> **Your task**: Line by line, restate the material word for word, omitting any image.

> **Data in this exercise**:
BEGIN

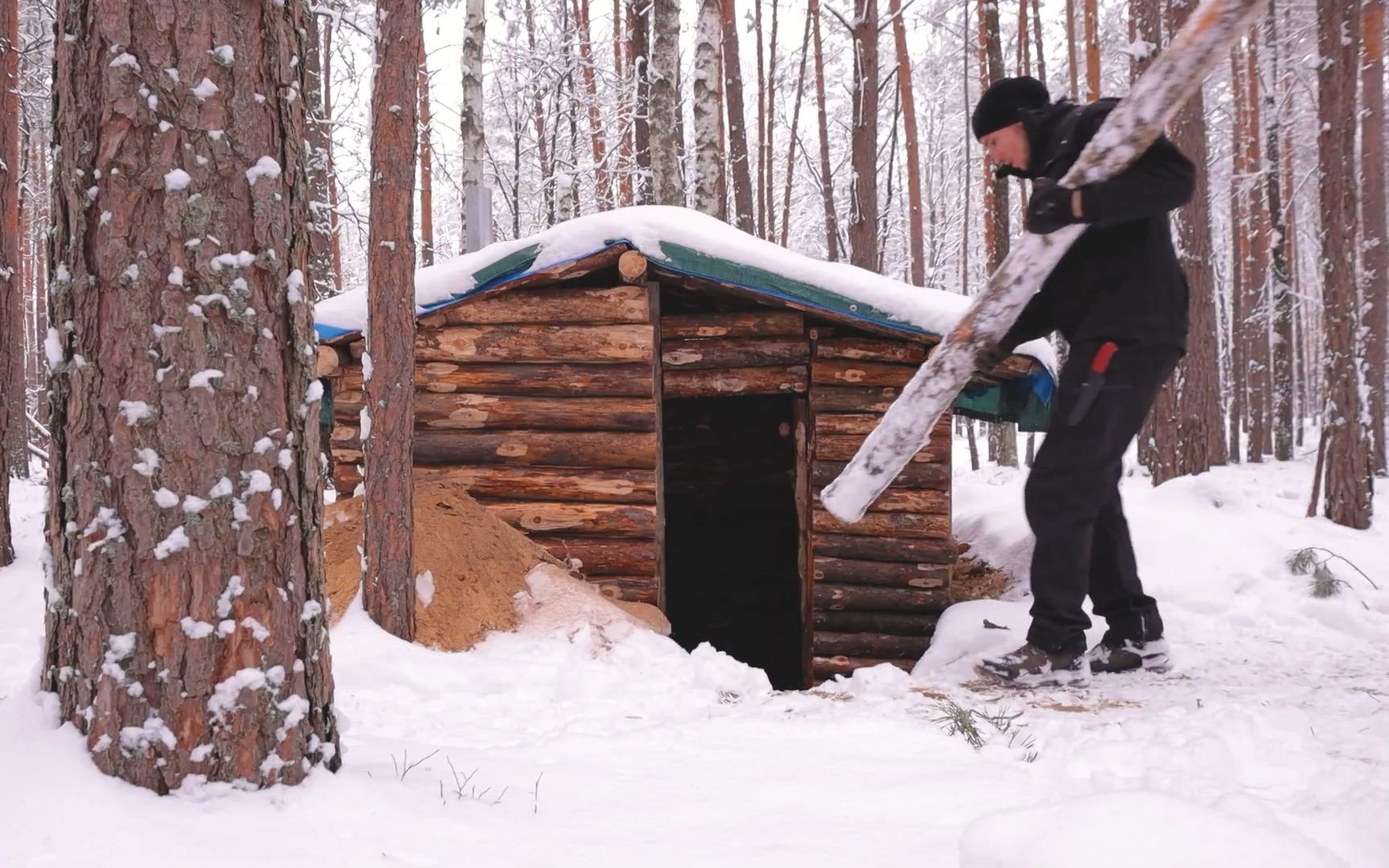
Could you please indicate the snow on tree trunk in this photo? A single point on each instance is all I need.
(1375, 244)
(666, 103)
(736, 124)
(709, 110)
(474, 141)
(186, 629)
(1349, 485)
(11, 313)
(389, 418)
(862, 185)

END

> **Answer area**:
Could you please indicate the snow on tree trunk in this photo? A single point on each instance is all I need.
(1375, 244)
(666, 103)
(736, 124)
(709, 110)
(474, 141)
(186, 629)
(1349, 485)
(11, 313)
(389, 418)
(862, 185)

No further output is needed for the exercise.